### WORK ITEM
Copy out the full news report on the Bhopal hospital case word for word.

### EXERCISE PASSAGE
= Beginning of Section =
A coronavirus patient was raped by a male nurse at a government hospital in Bhopal and died within 24 hours, the police said on Thursday, in a shocking incident made public only after a month following the arrest of the suspect.
The 43-year-old woman who was admitted to the Bhopal Memorial Hospital and Research Centre on April 6 had complained about the incident, identifying the accused in a statement to a doctor, according to the police.
Sources said as her condition deteriorated soon after, she was shifted to a ventilator. She died in the late evening on the same day.
A case was registered at the Nishatpura Police Station and the accused, identified as 40-year-old Santosh Ahirwar, was arrested. He has been kept at the Bhopal Central Jail awaiting trial.
Senior police officer Irshad Wali said that the victim had given an application to the police, requesting her identity to be protected and the incident not be revealed to anyone.
"That is why the information was not shared with anyone except the investigating team," he said.
Sources said that the accused had also sexually assaulted a 24-year-old staff nurse and had been suspended for drinking while on the job in the past.
Since the woman who died was a survivor of the 1984 Bhopal gas tragedy, the association of victims of the disaster has written a strong letter to authorities flagging the "pathetic condition of COVID wards" at the Bhopal Memorial Hospital Research Centre or BMHRC.
"The BMHRC management has done everything in its power to push this heinous and criminal act under the rug and that is precisely the reason why the family of the rape victim was not even informed about the events," it said.
Calling for an investigation into her death, installation of CCTV cameras in all COVID-19 wards, and ensuring sex offenders are not hired by hospitals, the group said the incidents were "a colossal failure" where the administration and security administrator has to be held accountable.
It also noted that the survivors of the Bhopal gas tragedy were seven times more likely to die from COVID-19 than regular citizens, and said there were several other shortcomings in the care of coronavirus patients at BMHRC.
= End of Section =
### DATA SECTION
= Beginning of Section =
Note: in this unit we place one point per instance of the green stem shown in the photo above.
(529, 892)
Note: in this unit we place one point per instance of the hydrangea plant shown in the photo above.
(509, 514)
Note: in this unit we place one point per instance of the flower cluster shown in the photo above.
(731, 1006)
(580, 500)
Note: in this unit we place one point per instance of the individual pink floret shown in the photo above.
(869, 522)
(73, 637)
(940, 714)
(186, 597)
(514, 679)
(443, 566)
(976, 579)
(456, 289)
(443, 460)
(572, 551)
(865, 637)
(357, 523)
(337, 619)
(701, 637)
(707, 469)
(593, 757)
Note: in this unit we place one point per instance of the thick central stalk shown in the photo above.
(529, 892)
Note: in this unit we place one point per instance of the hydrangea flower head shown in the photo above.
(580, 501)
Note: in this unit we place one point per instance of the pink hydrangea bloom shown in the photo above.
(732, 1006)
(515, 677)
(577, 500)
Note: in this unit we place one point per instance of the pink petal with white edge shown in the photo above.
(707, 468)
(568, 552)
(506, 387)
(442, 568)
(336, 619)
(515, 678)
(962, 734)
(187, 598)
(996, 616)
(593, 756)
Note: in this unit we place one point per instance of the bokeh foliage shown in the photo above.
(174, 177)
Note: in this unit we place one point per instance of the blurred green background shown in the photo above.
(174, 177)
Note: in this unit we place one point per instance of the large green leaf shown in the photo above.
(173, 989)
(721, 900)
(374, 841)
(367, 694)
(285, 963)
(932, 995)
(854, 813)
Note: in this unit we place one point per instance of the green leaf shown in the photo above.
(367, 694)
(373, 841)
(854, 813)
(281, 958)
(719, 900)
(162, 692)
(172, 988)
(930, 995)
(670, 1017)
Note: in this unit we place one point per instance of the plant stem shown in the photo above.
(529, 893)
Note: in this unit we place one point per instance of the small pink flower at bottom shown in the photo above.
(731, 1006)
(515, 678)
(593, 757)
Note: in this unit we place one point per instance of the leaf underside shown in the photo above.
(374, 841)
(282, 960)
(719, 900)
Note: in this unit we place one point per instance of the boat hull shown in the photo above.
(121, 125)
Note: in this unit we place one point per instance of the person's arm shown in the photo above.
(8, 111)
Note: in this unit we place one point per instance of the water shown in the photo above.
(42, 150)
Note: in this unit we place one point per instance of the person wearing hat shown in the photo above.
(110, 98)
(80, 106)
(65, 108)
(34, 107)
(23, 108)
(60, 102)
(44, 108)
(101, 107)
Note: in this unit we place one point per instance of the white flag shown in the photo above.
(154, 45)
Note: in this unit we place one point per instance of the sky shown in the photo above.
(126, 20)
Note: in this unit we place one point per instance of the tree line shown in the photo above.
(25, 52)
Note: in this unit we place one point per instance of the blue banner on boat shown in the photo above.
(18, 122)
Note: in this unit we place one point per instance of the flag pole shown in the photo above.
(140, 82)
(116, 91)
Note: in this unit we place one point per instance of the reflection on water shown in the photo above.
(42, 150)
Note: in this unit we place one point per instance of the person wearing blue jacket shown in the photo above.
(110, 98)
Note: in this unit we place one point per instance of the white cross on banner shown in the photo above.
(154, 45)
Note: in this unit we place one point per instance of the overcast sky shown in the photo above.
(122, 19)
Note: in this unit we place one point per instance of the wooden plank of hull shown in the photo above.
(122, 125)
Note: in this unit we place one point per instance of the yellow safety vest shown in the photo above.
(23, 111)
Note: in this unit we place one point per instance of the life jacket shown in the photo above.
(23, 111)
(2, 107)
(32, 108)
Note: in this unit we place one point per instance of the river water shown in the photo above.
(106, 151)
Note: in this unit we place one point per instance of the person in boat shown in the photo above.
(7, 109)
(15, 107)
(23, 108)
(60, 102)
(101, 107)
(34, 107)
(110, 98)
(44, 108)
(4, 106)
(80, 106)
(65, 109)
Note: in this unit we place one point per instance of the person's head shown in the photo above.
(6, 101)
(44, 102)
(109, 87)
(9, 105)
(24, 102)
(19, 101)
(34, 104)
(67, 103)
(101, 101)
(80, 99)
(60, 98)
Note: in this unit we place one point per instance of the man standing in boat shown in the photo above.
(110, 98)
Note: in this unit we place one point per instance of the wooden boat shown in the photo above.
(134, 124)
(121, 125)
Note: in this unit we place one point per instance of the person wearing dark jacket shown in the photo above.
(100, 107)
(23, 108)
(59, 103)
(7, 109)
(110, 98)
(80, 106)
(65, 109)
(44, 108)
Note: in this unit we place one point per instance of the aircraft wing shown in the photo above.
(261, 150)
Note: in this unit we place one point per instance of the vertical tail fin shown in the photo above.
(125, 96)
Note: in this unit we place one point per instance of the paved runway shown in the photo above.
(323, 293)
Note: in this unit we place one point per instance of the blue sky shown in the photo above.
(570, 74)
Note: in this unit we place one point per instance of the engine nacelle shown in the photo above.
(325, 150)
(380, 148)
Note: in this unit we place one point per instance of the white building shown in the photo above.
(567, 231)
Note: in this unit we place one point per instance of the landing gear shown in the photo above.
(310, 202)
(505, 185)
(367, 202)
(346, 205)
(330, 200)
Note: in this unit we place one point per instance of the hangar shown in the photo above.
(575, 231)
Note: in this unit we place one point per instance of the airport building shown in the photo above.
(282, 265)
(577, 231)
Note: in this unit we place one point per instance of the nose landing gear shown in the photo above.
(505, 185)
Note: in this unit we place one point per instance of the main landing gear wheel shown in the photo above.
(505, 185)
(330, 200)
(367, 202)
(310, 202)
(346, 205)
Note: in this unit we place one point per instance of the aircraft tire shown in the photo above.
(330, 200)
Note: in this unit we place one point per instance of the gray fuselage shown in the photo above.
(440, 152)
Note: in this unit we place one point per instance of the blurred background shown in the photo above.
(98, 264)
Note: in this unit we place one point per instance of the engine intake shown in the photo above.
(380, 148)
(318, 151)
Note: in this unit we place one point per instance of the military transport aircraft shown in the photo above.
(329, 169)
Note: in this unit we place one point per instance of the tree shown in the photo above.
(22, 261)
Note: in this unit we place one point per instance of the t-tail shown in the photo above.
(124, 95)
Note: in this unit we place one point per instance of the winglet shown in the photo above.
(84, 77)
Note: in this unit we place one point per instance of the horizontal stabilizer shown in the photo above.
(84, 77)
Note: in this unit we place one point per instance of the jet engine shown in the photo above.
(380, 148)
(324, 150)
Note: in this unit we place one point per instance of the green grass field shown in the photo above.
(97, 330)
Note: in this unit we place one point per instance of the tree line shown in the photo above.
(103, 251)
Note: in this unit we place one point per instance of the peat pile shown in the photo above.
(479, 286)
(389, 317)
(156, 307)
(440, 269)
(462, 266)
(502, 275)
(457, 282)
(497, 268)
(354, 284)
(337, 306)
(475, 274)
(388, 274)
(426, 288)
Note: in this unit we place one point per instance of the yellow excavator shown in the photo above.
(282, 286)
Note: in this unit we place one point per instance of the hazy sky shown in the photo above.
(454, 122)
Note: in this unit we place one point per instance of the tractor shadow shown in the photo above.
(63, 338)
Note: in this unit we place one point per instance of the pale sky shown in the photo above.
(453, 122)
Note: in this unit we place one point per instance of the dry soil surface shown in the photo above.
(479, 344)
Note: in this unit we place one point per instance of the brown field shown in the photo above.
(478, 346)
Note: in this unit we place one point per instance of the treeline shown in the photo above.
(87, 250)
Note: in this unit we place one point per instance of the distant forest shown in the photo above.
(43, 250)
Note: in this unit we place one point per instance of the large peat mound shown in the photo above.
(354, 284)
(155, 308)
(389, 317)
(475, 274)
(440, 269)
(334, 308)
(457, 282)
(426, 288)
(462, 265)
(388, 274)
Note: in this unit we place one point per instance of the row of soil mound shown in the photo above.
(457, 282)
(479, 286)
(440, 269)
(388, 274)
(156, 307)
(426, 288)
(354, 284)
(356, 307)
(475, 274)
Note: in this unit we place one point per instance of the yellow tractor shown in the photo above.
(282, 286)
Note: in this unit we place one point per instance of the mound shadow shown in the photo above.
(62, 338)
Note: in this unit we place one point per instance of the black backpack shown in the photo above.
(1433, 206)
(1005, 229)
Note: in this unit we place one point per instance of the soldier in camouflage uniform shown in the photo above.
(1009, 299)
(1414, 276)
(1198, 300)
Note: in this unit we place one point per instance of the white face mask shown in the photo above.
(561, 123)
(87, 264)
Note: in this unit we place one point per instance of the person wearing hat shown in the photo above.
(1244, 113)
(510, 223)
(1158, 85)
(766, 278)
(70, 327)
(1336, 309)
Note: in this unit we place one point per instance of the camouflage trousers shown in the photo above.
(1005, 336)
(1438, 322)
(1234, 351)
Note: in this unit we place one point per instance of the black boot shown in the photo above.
= End of Section =
### ANSWER TO THIS EXERCISE
A coronavirus patient was raped by a male nurse at a government hospital in Bhopal and died within 24 hours, the police said on Thursday, in a shocking incident made public only after a month following the arrest of the suspect.
The 43-year-old woman who was admitted to the Bhopal Memorial Hospital and Research Centre on April 6 had complained about the incident, identifying the accused in a statement to a doctor, according to the police.
Sources said as her condition deteriorated soon after, she was shifted to a ventilator. She died in the late evening on the same day.
A case was registered at the Nishatpura Police Station and the accused, identified as 40-year-old Santosh Ahirwar, was arrested. He has been kept at the Bhopal Central Jail awaiting trial.
Senior police officer Irshad Wali said that the victim had given an application to the police, requesting her identity to be protected and the incident not be revealed to anyone.
"That is why the information was not shared with anyone except the investigating team," he said.
Sources said that the accused had also sexually assaulted a 24-year-old staff nurse and had been suspended for drinking while on the job in the past.
Since the woman who died was a survivor of the 1984 Bhopal gas tragedy, the association of victims of the disaster has written a strong letter to authorities flagging the "pathetic condition of COVID wards" at the Bhopal Memorial Hospital Research Centre or BMHRC.
"The BMHRC management has done everything in its power to push this heinous and criminal act under the rug and that is precisely the reason why the family of the rape victim was not even informed about the events," it said.
Calling for an investigation into her death, installation of CCTV cameras in all COVID-19 wards, and ensuring sex offenders are not hired by hospitals, the group said the incidents were "a colossal failure" where the administration and security administrator has to be held accountable.
It also noted that the survivors of the Bhopal gas tragedy were seven times more likely to die from COVID-19 than regular citizens, and said there were several other shortcomings in the care of coronavirus patients at BMHRC.